_What needs to be done:_
Down to the last line, retype each line of the entries exactly, starting with the one that contains "185L6 242L19 274L29".

(Stored data entries)
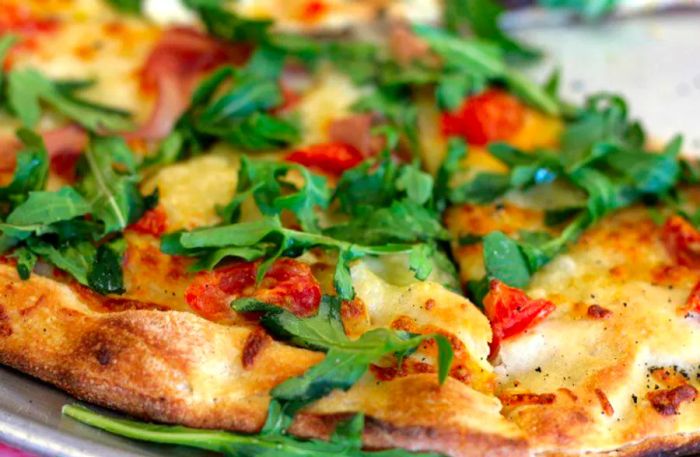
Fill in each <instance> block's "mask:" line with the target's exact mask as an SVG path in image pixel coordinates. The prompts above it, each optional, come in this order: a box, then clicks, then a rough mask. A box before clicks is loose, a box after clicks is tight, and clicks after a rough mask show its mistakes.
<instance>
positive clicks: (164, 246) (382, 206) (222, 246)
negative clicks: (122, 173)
mask: <svg viewBox="0 0 700 457" xmlns="http://www.w3.org/2000/svg"><path fill="white" fill-rule="evenodd" d="M289 171H294V172H299V173H300V174H301V176H302V177H303V181H304V182H303V184H301V183H300V182H299V180H295V181H294V182H292V181H291V180H288V179H287V178H286V176H287V172H289ZM369 190H371V191H369ZM432 191H433V178H432V177H431V176H430V175H428V174H427V173H425V172H423V171H422V170H420V169H419V168H418V167H417V166H415V165H413V164H397V163H396V162H395V161H393V160H392V159H391V157H388V156H387V155H385V154H383V155H382V156H381V157H378V158H376V160H374V161H372V160H369V161H365V162H363V163H362V164H360V165H358V166H356V167H354V168H352V169H350V170H347V171H346V172H345V173H344V174H343V175H342V177H341V178H340V179H339V180H338V185H337V186H336V189H335V192H334V193H331V190H330V189H329V188H328V187H327V182H326V179H325V177H323V176H318V175H314V174H313V173H311V172H310V171H309V170H308V169H306V168H305V167H302V166H300V165H297V164H290V163H276V162H272V161H262V160H261V161H252V160H250V159H247V158H243V159H242V162H241V168H240V171H239V178H238V189H237V193H236V195H235V196H234V197H233V199H232V200H231V202H230V203H229V204H228V205H226V206H225V207H223V208H220V211H219V214H220V215H221V216H222V217H223V219H224V221H227V222H233V221H236V220H238V217H239V215H240V206H241V204H242V202H243V201H244V200H245V199H247V198H250V196H252V197H253V200H254V201H255V203H256V204H257V205H258V208H259V209H260V210H261V212H262V213H263V214H266V215H268V216H267V217H265V218H263V219H261V220H257V221H254V222H239V223H230V224H228V225H223V226H220V227H211V228H202V229H198V230H196V231H192V232H183V233H174V234H171V235H166V236H165V237H163V239H162V243H161V249H162V250H163V252H165V253H168V254H175V255H185V256H196V257H199V258H201V263H200V267H201V268H213V267H214V266H215V265H216V264H217V263H219V262H221V261H222V260H223V259H224V258H226V257H239V258H244V259H247V260H254V259H259V258H263V259H266V260H273V259H274V258H276V257H278V256H289V257H296V256H298V255H300V254H301V253H302V252H303V251H306V250H308V249H311V248H321V249H326V250H331V251H335V252H337V253H338V257H337V259H338V260H337V263H336V269H335V274H334V282H333V283H334V286H335V288H336V292H337V293H338V295H339V296H340V297H342V298H343V299H348V300H349V299H352V298H353V297H354V291H353V285H352V279H351V277H350V270H349V265H350V262H352V261H353V260H356V259H359V258H362V257H364V256H383V255H394V254H398V253H403V254H407V255H408V262H409V267H410V269H411V270H412V271H413V272H414V273H415V276H416V278H418V279H425V278H427V277H428V275H429V274H430V272H431V271H432V269H433V266H434V265H435V263H436V262H443V261H446V259H445V257H444V255H442V253H441V252H440V251H439V249H438V248H437V246H435V245H434V242H435V241H436V240H447V239H449V234H448V233H447V231H446V230H445V229H444V227H443V226H442V224H441V223H440V221H439V219H438V218H437V217H436V215H435V213H434V209H433V208H432V207H431V206H432V200H431V195H432ZM335 201H337V202H338V205H339V212H341V213H345V214H346V215H347V216H349V218H350V219H349V221H347V222H343V223H339V224H335V225H330V226H327V227H323V228H322V227H321V226H320V225H321V224H320V221H319V218H318V214H317V211H318V210H319V209H324V208H328V207H329V205H330V204H331V203H333V202H335ZM284 213H287V214H289V213H291V214H293V215H295V216H296V219H297V220H298V222H299V224H300V226H301V230H296V229H290V228H286V227H284V226H282V224H281V222H280V219H279V217H280V216H282V215H283V214H284ZM221 233H225V234H226V236H219V234H221ZM194 240H197V241H194ZM265 264H268V262H266V263H265ZM455 282H456V281H455Z"/></svg>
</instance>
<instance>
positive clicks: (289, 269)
mask: <svg viewBox="0 0 700 457" xmlns="http://www.w3.org/2000/svg"><path fill="white" fill-rule="evenodd" d="M259 265H260V263H259V262H236V263H232V264H231V265H228V266H223V267H220V268H217V269H215V270H214V271H211V272H201V273H198V274H197V276H196V277H195V279H194V281H192V283H191V284H190V285H189V286H188V287H187V290H186V291H185V300H186V301H187V303H188V304H189V305H190V306H191V307H192V309H193V310H195V311H196V312H197V313H198V314H200V315H201V316H203V317H205V318H207V319H210V320H221V319H225V318H227V317H229V316H230V313H231V308H230V303H231V301H232V300H235V299H237V298H240V297H252V298H255V299H256V300H260V301H261V302H264V303H269V304H273V305H276V306H280V307H282V308H284V309H287V310H289V311H291V312H292V313H294V314H296V315H298V316H308V315H310V314H313V313H314V312H315V311H316V309H317V308H318V304H319V301H320V300H321V287H320V286H319V284H318V281H317V280H316V279H315V278H314V277H313V274H312V273H311V268H310V267H309V266H308V265H306V264H304V263H301V262H298V261H296V260H293V259H289V258H284V257H283V258H280V259H278V260H277V261H275V262H274V263H273V264H272V266H271V267H270V269H269V270H268V271H267V272H266V273H265V275H264V276H263V278H262V280H261V281H260V283H259V284H256V281H257V275H258V267H259Z"/></svg>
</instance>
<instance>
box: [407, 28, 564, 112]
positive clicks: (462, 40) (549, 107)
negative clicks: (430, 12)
mask: <svg viewBox="0 0 700 457" xmlns="http://www.w3.org/2000/svg"><path fill="white" fill-rule="evenodd" d="M413 30H414V32H415V33H416V34H417V35H418V36H419V37H421V38H422V39H424V40H425V41H426V42H427V43H428V45H430V48H431V49H432V50H433V52H435V53H436V54H438V55H439V56H440V57H441V58H442V60H443V62H442V65H443V71H445V72H450V73H457V74H459V73H463V74H469V75H473V77H477V78H481V79H482V80H487V81H497V82H501V83H503V84H505V85H506V86H507V87H508V88H509V89H510V90H511V91H513V92H514V93H515V94H516V95H518V96H519V97H520V98H522V99H523V100H524V101H525V102H527V103H529V104H531V105H532V106H534V107H535V108H537V109H539V110H541V111H543V112H545V113H547V114H550V115H556V114H558V113H559V111H560V108H559V102H558V101H557V100H556V99H555V98H554V97H552V96H551V95H550V94H549V93H547V91H545V90H544V88H542V87H540V86H538V85H537V84H535V83H533V82H532V81H530V80H529V79H528V78H526V77H525V76H524V75H523V74H522V73H520V72H519V71H517V70H515V69H513V68H512V67H510V66H509V65H507V63H506V62H505V60H504V59H503V54H502V51H501V50H500V49H499V48H498V46H495V45H494V44H493V43H490V42H487V41H484V42H481V41H477V40H465V39H461V38H459V37H457V36H455V35H452V34H450V33H448V32H446V31H444V30H440V29H437V28H434V27H429V26H425V25H414V26H413Z"/></svg>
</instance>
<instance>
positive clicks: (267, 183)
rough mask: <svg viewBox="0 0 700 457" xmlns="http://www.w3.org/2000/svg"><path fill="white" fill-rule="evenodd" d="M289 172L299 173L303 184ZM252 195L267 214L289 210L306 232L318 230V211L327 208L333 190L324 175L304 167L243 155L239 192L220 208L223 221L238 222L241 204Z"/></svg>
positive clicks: (239, 175) (221, 215)
mask: <svg viewBox="0 0 700 457" xmlns="http://www.w3.org/2000/svg"><path fill="white" fill-rule="evenodd" d="M290 172H295V173H298V174H299V175H300V176H301V178H302V179H303V181H304V184H303V185H301V186H300V187H298V188H297V186H296V185H295V184H293V183H292V182H290V181H289V180H288V175H289V173H290ZM251 196H252V197H253V199H254V200H255V203H256V204H257V206H258V208H259V209H260V211H261V212H262V213H263V214H264V215H266V216H275V215H279V214H281V213H282V211H285V210H287V211H290V212H292V213H293V214H294V215H295V216H296V217H297V219H298V220H299V223H300V225H301V228H302V229H303V230H304V231H305V232H314V233H318V232H320V228H319V225H318V217H317V215H316V210H317V209H319V208H320V209H327V208H328V205H329V204H330V200H331V191H330V189H329V188H328V183H327V179H326V177H325V176H321V175H317V174H315V173H312V172H311V171H310V170H309V169H308V168H306V167H304V166H301V165H298V164H294V163H289V162H275V161H271V160H251V159H249V158H248V157H247V156H243V157H242V158H241V166H240V169H239V172H238V183H237V187H236V195H235V196H234V198H233V199H232V200H231V202H230V203H229V204H228V205H226V206H225V207H223V208H219V214H220V215H221V217H222V219H223V220H224V222H229V223H233V222H237V221H238V219H239V217H240V207H241V204H242V203H243V202H244V201H245V200H246V199H248V198H249V197H251Z"/></svg>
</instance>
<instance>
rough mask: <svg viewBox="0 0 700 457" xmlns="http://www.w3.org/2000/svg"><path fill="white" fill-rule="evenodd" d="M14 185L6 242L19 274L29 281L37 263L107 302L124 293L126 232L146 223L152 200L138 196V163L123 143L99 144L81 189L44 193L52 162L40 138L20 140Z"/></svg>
mask: <svg viewBox="0 0 700 457" xmlns="http://www.w3.org/2000/svg"><path fill="white" fill-rule="evenodd" d="M18 135H19V137H20V139H21V140H22V142H23V143H24V146H23V148H22V150H21V151H19V152H18V153H17V166H16V170H15V172H14V176H13V179H12V182H10V184H8V185H7V186H6V187H4V188H2V191H1V192H0V198H1V199H2V202H3V211H4V212H5V214H4V217H5V222H6V223H7V226H6V227H4V229H3V237H4V239H5V242H6V245H7V246H12V247H15V250H14V252H13V254H12V255H13V256H14V257H15V258H16V259H17V271H18V273H19V274H20V277H22V278H23V279H26V278H28V277H29V275H30V274H31V272H32V270H33V269H34V266H35V265H36V263H37V260H38V257H39V256H41V257H42V258H43V259H45V260H46V261H48V262H49V263H51V264H52V265H54V266H56V267H58V268H59V269H61V270H63V271H65V272H67V273H69V274H70V275H71V276H72V277H73V278H74V279H75V280H76V281H77V282H79V283H80V284H83V285H86V286H89V287H90V288H91V289H93V290H95V291H96V292H98V293H101V294H108V293H123V292H124V282H123V272H122V266H121V263H122V257H123V254H124V251H125V249H126V243H125V242H124V240H123V238H121V237H120V232H121V231H123V230H124V229H125V228H126V226H127V225H129V224H131V223H133V222H135V221H136V220H137V219H139V218H140V217H141V215H142V214H143V211H144V210H145V207H146V205H145V203H144V201H145V197H144V196H143V195H141V193H140V192H139V190H138V188H137V179H136V170H135V161H134V158H133V156H132V155H131V152H130V151H129V149H128V148H127V146H126V144H125V143H124V141H123V140H121V139H118V138H113V137H93V138H92V139H91V142H90V144H89V145H88V147H87V149H86V151H85V153H84V157H85V160H84V164H83V166H81V167H80V170H79V176H78V180H77V182H76V184H75V186H74V187H68V186H66V187H63V188H61V189H59V190H58V191H55V192H50V191H44V190H42V189H43V188H44V186H45V183H46V178H47V171H48V166H49V165H48V154H47V152H46V149H45V148H44V146H43V141H42V139H41V137H39V136H38V135H35V134H33V133H32V132H30V131H28V130H20V131H19V133H18Z"/></svg>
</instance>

_Answer:_
rough mask: <svg viewBox="0 0 700 457" xmlns="http://www.w3.org/2000/svg"><path fill="white" fill-rule="evenodd" d="M14 185L6 242L19 274L29 281L37 263L107 302L124 293L126 232L146 223L152 200L138 196V163L123 143L99 144L81 189L44 193L52 162L40 138L20 140Z"/></svg>
mask: <svg viewBox="0 0 700 457" xmlns="http://www.w3.org/2000/svg"><path fill="white" fill-rule="evenodd" d="M18 135H19V137H20V139H21V140H22V142H23V143H24V146H23V148H22V150H21V151H19V152H18V153H17V166H16V170H15V172H14V176H13V179H12V182H10V184H8V185H7V186H6V187H4V188H2V191H1V192H0V198H1V199H2V202H3V211H4V212H5V214H4V217H5V222H6V223H7V226H6V227H4V229H3V237H4V239H5V242H6V245H7V246H12V247H15V250H14V252H13V254H12V255H13V256H14V257H15V258H16V259H17V271H18V273H19V274H20V277H22V278H23V279H26V278H28V277H29V275H30V274H31V272H32V270H33V269H34V266H35V265H36V263H37V260H38V257H39V256H41V257H42V258H43V259H45V260H46V261H48V262H49V263H51V264H52V265H54V266H56V267H58V268H59V269H61V270H63V271H65V272H67V273H69V274H70V275H71V276H72V277H73V278H74V279H75V280H76V281H77V282H79V283H80V284H83V285H86V286H89V287H90V288H91V289H93V290H95V291H96V292H98V293H101V294H108V293H123V292H124V282H123V272H122V266H121V263H122V257H123V254H124V251H125V249H126V243H125V242H124V240H123V238H121V237H120V232H121V231H123V230H124V229H125V228H126V226H127V225H129V224H131V223H133V222H135V221H136V220H137V219H139V218H140V217H141V215H142V214H143V211H144V210H145V207H146V205H145V203H144V201H145V197H144V196H143V195H141V193H140V192H139V190H138V188H137V179H136V170H135V161H134V158H133V156H132V155H131V152H130V151H129V149H128V148H127V146H126V144H125V143H124V141H123V140H121V139H118V138H113V137H93V138H92V139H91V142H90V144H89V145H88V147H87V149H86V151H85V153H84V157H85V160H84V164H83V166H81V167H80V170H79V176H78V180H77V182H76V184H75V186H74V187H68V186H66V187H63V188H61V189H59V190H58V191H55V192H50V191H44V190H42V189H43V188H44V186H45V183H46V178H47V171H48V166H49V165H48V154H47V152H46V149H45V148H44V146H43V141H42V139H41V137H39V136H38V135H35V134H33V133H32V132H30V131H28V130H20V131H19V133H18Z"/></svg>
</instance>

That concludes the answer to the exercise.